--- Texte à lire ---
● ● ● ● ● ● ●
Ces dérogations continuent encore sous une forme atténuée, si je ne m’abuse.

La lecture des pages 175 et 176, avec le compte-rendu de la rencontre du 13 mars 1964 entre le Général et le nouveau Président Ben Bella en est une des illustrations.

  1. Réconciliation ou relation internationale entre deux Etats ? Je vous avouerai que je n’ai jamais compris la politique française après l’indépendance de l’Algérie. Les Algériens avaient choisi leur destin. Rapidement, le régime algérien fut celui d’une dictature du FLN.

Pourquoi De Gaulle n’a-t-il pas choisi le type de relations internationales qui était celui de la France avec l’URSS ou la Chine ? Sauf à dire que son objectif numéro 1 avait toujours été celui de la préservation, le plus longtemps possible des sites nucléaires du Sahara, en fermant les yeux sur le ratage complet de la mise en application des Accords d’Evian ?

Je me suis déjà exprimé à de multiples reprises sur un tel sujet, en affirmant que je n’ai jamais vu pourquoi nous, anciens soldats appelés, pas plus que les citoyens français, nous devrions faire repentance.

  1. La cinquième est celle de l’imbroglio dans lequel était plongée une armée française en pleine crise, avec, à Alger, la question du qui était qui ou quoi, entre les « loyalistes », les révoltés, ceux de l’OAS, et ceux qui ne savaient plus quoi penser, avec le souci du général d’y mettre fin le plus vite possible, sauf nouvelle crise nationale majeure à venir, c’est à dire en clair : il fallait « dégager » au  plus vite !

Comme la plupart de mes collègues, nous étions favorables à une évolution politique majeure de l’Algérie, mais pas à celle qui s’est produite sous la conduite d’un FLN venu de l’étranger, avec son armée des frontières, incapable de faire régner la paix civile dans ce territoire, et de respecter les Accords d’Evian, sans que notre pays ait fait ce qu’il fallait pour l’obliger à le faire.

6 – Plus de cinquante ans après ces accords, j’ai eu la mauvaise curiosité d’aller consulter dans les Archives militaires de Vincennes les Journaux de Marches et d’Opérations du 28ème Bataillon de Chasseurs Alpins qui ont suivi mon retour en France, dans les années 1961 et 1962, et je vous avouerai que leur lecture m’a démoralisé.

      Une armée française qui avait ramené la paix civile dans cette région de la Petite Kabylie, à laquelle on donne l’ordre de se replier successivement vers la côte pour s’y embarquer, laquelle exécute loyalement les accords diplomatiques en question, sans que le gouvernement gaulliste fasse ce qu’il fallait pour obliger le FLN à les appliquer. Au fur et à mesure du retrait, le FLN n’avait qu’à lever le petit doigt pour inciter les soldats français d’origine musulmane encore en service dans les postes militaires à se soulever et à les faire tomber aux mains du FLN, les uns après les autres.
● ● ● ● ● ● ●
--- Consigne A ---
Dans le texte à lire, quels groupes se partageaient l'armée française à Alger, d'après le paragraphe sur l'imbroglio ? Énumérez-les tous.
● ● ● ● ● ● ●
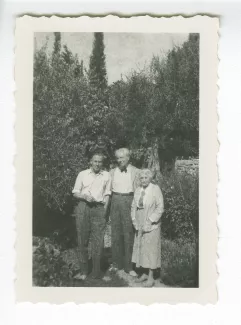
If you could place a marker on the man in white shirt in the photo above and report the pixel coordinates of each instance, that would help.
(92, 189)
(125, 179)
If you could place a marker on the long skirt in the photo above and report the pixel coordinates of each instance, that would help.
(147, 247)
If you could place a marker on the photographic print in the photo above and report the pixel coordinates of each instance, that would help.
(116, 156)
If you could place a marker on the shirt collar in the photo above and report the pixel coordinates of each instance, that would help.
(91, 172)
(146, 189)
(127, 168)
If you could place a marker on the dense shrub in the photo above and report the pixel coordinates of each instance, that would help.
(179, 263)
(181, 194)
(49, 268)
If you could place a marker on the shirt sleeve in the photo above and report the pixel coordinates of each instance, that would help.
(78, 183)
(108, 186)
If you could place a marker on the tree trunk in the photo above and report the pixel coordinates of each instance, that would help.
(153, 162)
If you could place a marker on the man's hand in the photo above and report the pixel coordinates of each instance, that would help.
(88, 198)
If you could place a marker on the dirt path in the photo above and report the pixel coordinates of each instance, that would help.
(131, 281)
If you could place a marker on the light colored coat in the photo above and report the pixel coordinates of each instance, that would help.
(134, 176)
(153, 208)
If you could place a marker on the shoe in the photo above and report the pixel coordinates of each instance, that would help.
(149, 284)
(113, 268)
(80, 276)
(106, 278)
(143, 278)
(133, 273)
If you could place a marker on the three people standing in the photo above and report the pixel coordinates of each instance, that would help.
(134, 216)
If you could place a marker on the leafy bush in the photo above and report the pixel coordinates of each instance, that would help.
(49, 268)
(179, 263)
(181, 194)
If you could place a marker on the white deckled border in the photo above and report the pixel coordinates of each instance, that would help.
(208, 29)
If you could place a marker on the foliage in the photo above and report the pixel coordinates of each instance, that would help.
(97, 68)
(49, 268)
(179, 266)
(181, 216)
(153, 111)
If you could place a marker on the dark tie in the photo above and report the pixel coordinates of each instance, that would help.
(141, 204)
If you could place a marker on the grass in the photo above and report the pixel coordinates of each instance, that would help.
(179, 264)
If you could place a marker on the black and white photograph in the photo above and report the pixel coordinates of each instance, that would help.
(115, 159)
(116, 134)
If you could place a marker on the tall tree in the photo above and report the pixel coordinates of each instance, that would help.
(57, 43)
(97, 66)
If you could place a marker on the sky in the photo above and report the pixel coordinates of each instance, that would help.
(124, 51)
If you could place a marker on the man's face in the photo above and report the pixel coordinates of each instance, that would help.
(96, 163)
(122, 160)
(145, 180)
● ● ● ● ● ● ●
--- Consigne B ---
Renvoyez chaque ligne du listing où figure le mot "white".

--- Réponse rédigée A ---
- les « loyalistes »
- les révoltés
- ceux de l'OAS
- ceux qui ne savaient plus quoi penser

--- Réponse rédigée B ---
If you could place a marker on the man in white shirt in the photo above and report the pixel coordinates of each instance, that would help.
If you could place a marker on the white deckled border in the photo above and report the pixel coordinates of each instance, that would help.
If you could place a marker on the black and white photograph in the photo above and report the pixel coordinates of each instance, that would help.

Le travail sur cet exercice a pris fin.